▶ Work instructions: Starting at the line that contains "Would you kindly indicate the red body", restate every line word for word through the end of the entries.

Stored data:
***

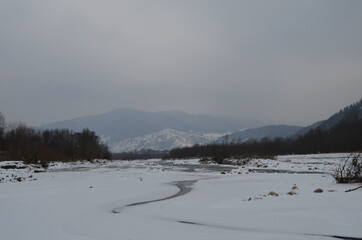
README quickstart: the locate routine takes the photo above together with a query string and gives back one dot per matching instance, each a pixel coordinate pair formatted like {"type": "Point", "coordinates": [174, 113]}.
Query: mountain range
{"type": "Point", "coordinates": [128, 129]}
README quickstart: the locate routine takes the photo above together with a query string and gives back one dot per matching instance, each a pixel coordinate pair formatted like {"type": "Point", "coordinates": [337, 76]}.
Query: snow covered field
{"type": "Point", "coordinates": [267, 199]}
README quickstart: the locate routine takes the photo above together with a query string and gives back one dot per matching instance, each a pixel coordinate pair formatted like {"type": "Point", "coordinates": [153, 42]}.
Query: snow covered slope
{"type": "Point", "coordinates": [163, 140]}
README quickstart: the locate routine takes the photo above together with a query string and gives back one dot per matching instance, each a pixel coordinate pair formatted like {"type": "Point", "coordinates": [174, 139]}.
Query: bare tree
{"type": "Point", "coordinates": [2, 129]}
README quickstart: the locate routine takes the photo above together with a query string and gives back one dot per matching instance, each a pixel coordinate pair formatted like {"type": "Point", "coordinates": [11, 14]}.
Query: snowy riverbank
{"type": "Point", "coordinates": [98, 200]}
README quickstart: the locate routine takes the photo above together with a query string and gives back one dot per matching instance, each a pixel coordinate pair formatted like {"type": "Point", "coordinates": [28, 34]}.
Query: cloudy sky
{"type": "Point", "coordinates": [292, 62]}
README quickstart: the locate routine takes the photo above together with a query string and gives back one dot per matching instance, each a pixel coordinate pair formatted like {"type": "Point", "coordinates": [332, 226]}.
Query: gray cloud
{"type": "Point", "coordinates": [280, 61]}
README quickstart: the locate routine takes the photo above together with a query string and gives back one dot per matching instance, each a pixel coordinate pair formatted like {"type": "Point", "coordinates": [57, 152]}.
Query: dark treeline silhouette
{"type": "Point", "coordinates": [346, 136]}
{"type": "Point", "coordinates": [139, 155]}
{"type": "Point", "coordinates": [20, 142]}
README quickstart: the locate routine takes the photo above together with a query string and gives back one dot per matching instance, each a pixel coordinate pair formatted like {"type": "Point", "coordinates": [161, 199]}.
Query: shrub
{"type": "Point", "coordinates": [350, 170]}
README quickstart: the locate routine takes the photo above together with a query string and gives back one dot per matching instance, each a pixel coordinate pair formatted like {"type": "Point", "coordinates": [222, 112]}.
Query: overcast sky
{"type": "Point", "coordinates": [292, 62]}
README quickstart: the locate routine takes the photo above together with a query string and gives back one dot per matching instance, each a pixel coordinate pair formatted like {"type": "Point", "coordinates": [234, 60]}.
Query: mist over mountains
{"type": "Point", "coordinates": [128, 129]}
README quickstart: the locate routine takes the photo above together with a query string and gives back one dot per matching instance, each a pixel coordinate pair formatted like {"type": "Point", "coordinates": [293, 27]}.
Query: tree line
{"type": "Point", "coordinates": [345, 136]}
{"type": "Point", "coordinates": [20, 142]}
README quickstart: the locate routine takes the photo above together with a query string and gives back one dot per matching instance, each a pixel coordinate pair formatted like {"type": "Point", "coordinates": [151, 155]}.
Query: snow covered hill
{"type": "Point", "coordinates": [163, 140]}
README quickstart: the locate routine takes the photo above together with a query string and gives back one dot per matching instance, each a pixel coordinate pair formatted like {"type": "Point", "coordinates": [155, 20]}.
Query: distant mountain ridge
{"type": "Point", "coordinates": [127, 123]}
{"type": "Point", "coordinates": [163, 140]}
{"type": "Point", "coordinates": [271, 131]}
{"type": "Point", "coordinates": [351, 113]}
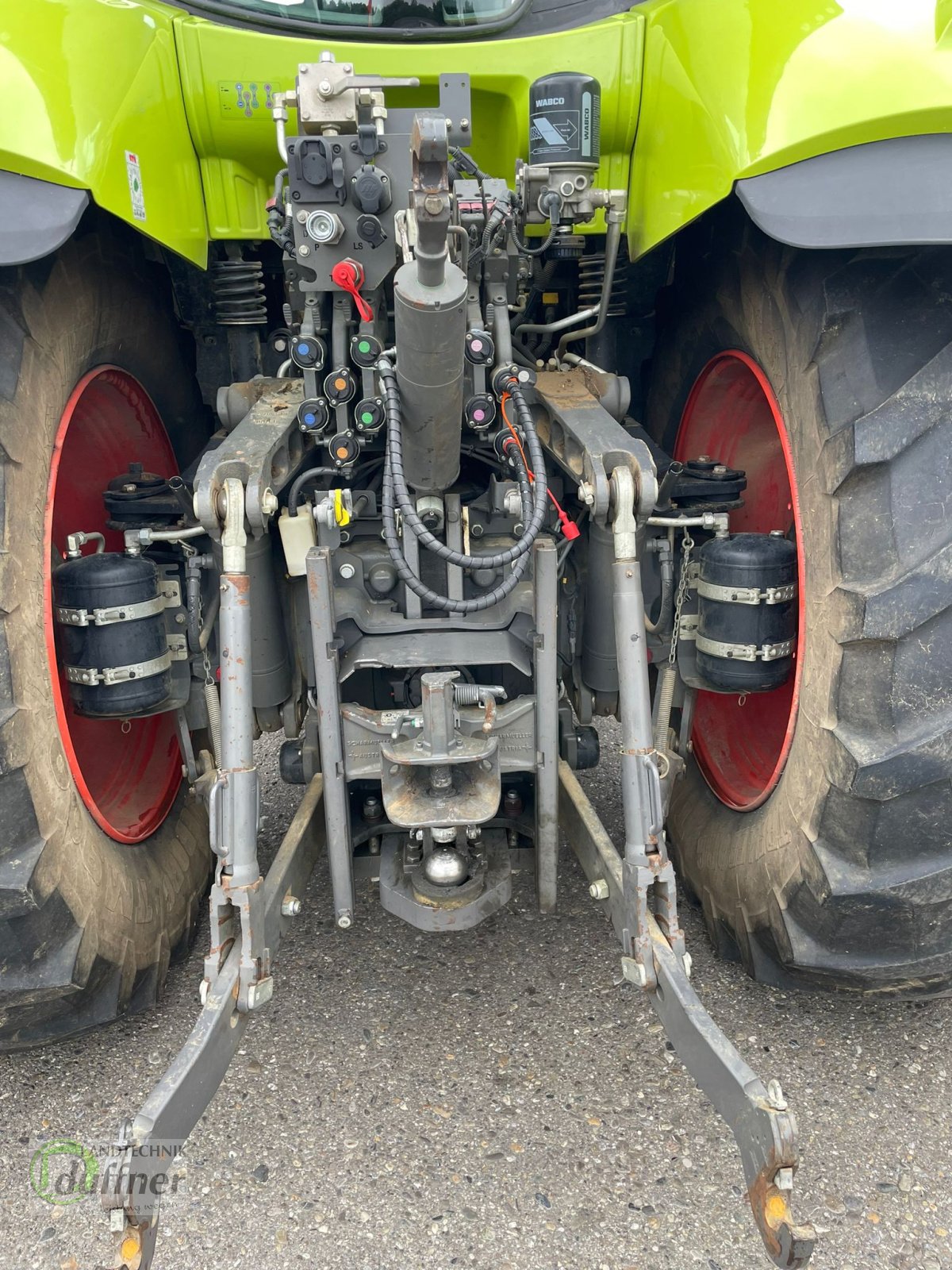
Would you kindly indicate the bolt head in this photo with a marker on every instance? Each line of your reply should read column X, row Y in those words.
column 634, row 972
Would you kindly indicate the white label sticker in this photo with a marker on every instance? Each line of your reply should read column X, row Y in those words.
column 135, row 175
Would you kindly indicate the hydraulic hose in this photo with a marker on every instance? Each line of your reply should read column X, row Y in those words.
column 301, row 480
column 433, row 598
column 533, row 510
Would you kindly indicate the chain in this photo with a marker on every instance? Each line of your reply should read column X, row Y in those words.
column 682, row 595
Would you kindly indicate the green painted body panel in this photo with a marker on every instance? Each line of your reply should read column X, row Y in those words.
column 696, row 94
column 736, row 88
column 82, row 83
column 239, row 156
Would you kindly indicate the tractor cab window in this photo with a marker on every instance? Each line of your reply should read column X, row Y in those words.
column 376, row 16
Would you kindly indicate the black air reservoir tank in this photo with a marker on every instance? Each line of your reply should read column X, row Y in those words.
column 747, row 611
column 112, row 638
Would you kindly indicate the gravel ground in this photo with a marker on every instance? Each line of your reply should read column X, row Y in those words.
column 494, row 1099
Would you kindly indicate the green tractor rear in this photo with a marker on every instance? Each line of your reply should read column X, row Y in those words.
column 424, row 381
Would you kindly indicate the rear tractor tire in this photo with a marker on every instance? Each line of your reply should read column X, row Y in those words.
column 816, row 822
column 103, row 857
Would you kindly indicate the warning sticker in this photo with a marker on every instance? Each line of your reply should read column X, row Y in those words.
column 555, row 131
column 135, row 175
column 248, row 99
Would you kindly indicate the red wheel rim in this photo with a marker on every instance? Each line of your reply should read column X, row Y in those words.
column 733, row 414
column 127, row 772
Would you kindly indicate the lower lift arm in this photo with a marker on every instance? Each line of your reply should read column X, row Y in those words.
column 643, row 903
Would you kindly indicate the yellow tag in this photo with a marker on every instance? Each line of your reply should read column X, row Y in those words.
column 340, row 514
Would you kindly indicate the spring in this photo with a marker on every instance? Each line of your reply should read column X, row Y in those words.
column 239, row 292
column 592, row 276
column 476, row 694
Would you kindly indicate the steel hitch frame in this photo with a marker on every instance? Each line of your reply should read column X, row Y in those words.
column 249, row 914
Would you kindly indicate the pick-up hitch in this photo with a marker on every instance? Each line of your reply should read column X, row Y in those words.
column 248, row 920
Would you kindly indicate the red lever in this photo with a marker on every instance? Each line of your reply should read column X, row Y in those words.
column 348, row 275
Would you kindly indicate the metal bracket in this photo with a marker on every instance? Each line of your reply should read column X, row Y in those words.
column 747, row 595
column 588, row 444
column 262, row 452
column 112, row 675
column 744, row 652
column 108, row 616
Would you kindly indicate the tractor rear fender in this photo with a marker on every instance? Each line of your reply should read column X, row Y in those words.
column 831, row 122
column 882, row 194
column 92, row 110
column 36, row 216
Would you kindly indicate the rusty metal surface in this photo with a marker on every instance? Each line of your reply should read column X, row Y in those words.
column 401, row 897
column 585, row 441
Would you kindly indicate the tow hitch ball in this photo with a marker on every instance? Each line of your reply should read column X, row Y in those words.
column 251, row 914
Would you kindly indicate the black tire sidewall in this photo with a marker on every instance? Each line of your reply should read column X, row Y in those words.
column 743, row 865
column 94, row 304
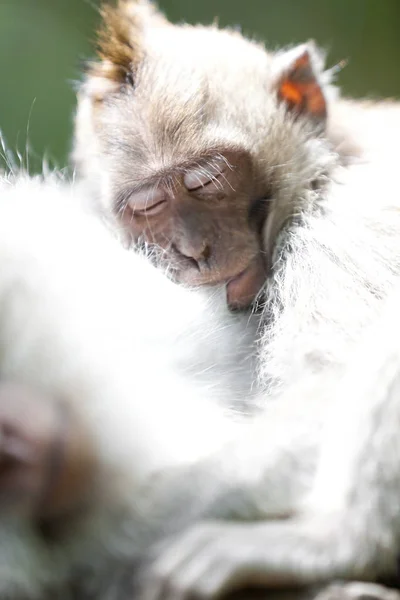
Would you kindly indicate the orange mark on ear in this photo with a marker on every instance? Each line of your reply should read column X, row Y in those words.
column 300, row 89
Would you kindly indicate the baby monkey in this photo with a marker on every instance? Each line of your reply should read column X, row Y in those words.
column 203, row 146
column 238, row 171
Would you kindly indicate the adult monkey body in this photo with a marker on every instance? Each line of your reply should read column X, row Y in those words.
column 203, row 141
column 331, row 234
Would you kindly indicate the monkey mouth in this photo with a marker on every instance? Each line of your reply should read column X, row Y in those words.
column 242, row 289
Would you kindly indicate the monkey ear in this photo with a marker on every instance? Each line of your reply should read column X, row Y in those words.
column 298, row 77
column 120, row 41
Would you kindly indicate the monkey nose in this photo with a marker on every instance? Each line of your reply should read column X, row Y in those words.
column 197, row 253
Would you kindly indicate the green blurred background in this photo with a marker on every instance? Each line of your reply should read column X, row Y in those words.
column 43, row 41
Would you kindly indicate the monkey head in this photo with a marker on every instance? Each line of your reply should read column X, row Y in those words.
column 200, row 143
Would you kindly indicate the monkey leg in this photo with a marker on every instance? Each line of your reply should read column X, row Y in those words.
column 45, row 459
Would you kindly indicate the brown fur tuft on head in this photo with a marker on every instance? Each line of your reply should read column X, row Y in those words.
column 119, row 44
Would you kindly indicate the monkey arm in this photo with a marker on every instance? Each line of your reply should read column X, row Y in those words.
column 347, row 527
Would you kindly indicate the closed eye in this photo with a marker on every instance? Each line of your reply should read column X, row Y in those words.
column 200, row 177
column 147, row 201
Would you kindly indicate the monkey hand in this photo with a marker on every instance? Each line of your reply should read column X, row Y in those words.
column 212, row 559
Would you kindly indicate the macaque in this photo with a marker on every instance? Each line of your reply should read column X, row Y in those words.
column 243, row 170
column 252, row 393
column 100, row 394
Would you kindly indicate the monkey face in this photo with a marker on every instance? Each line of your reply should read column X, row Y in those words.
column 196, row 219
column 185, row 132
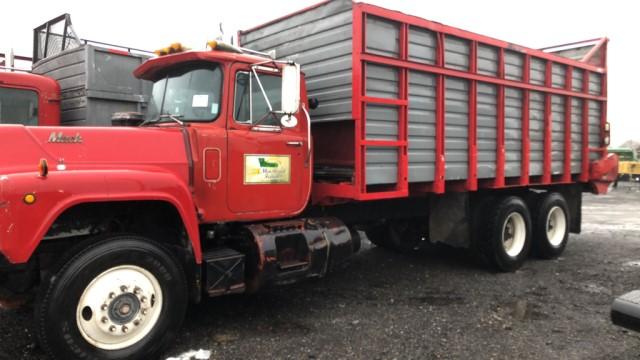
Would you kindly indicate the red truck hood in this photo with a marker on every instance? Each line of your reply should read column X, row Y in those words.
column 92, row 148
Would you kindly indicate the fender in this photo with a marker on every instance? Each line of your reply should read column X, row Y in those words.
column 26, row 225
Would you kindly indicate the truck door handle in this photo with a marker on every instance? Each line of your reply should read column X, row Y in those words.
column 294, row 143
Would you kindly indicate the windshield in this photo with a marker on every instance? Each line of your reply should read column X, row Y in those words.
column 18, row 106
column 190, row 93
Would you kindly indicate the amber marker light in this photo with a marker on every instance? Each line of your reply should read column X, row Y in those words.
column 43, row 168
column 29, row 199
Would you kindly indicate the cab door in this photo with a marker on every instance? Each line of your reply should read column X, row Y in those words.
column 268, row 165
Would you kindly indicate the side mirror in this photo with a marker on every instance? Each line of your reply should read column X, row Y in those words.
column 290, row 88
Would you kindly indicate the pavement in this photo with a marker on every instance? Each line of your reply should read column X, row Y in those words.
column 437, row 304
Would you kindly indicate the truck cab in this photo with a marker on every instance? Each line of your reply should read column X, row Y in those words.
column 29, row 99
column 247, row 165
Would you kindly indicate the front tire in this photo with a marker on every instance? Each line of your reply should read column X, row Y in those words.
column 121, row 298
column 507, row 240
column 551, row 226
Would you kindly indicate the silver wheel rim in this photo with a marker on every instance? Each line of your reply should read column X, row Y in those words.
column 556, row 226
column 514, row 234
column 119, row 307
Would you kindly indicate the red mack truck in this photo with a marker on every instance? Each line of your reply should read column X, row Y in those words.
column 247, row 172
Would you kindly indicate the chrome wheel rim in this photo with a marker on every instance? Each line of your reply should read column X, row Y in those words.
column 119, row 307
column 556, row 226
column 514, row 234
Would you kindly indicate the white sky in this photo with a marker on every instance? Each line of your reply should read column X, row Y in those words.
column 152, row 25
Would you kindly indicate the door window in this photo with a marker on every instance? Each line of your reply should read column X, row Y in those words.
column 18, row 106
column 250, row 105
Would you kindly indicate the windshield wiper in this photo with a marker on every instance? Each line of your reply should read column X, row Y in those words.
column 174, row 118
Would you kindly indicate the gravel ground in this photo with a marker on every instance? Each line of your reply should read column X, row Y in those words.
column 434, row 305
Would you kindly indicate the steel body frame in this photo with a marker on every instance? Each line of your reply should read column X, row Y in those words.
column 360, row 58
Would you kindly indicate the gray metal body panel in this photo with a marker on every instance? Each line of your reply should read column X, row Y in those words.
column 576, row 135
column 95, row 83
column 594, row 127
column 456, row 125
column 487, row 110
column 536, row 133
column 557, row 134
column 487, row 60
column 513, row 132
column 513, row 65
column 422, row 126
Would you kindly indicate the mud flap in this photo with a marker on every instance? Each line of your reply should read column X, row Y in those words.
column 625, row 311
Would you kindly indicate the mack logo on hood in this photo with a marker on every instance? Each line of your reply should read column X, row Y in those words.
column 61, row 138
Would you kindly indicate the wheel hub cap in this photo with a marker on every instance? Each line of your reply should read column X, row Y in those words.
column 556, row 226
column 119, row 307
column 514, row 233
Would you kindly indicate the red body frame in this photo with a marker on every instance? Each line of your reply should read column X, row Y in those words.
column 108, row 165
column 326, row 193
column 164, row 163
column 47, row 89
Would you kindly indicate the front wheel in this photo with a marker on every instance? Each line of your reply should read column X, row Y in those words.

***

▶ Exercise output:
Would you kindly indicate the red body frame in this photo with a marker on every instance? Each line of your reply should read column X, row Y in those words.
column 108, row 165
column 326, row 193
column 164, row 163
column 47, row 89
Would you kindly indicate the front wheel in this photo with a marker on every instance? Each line of your reply should read column X, row Y in those words.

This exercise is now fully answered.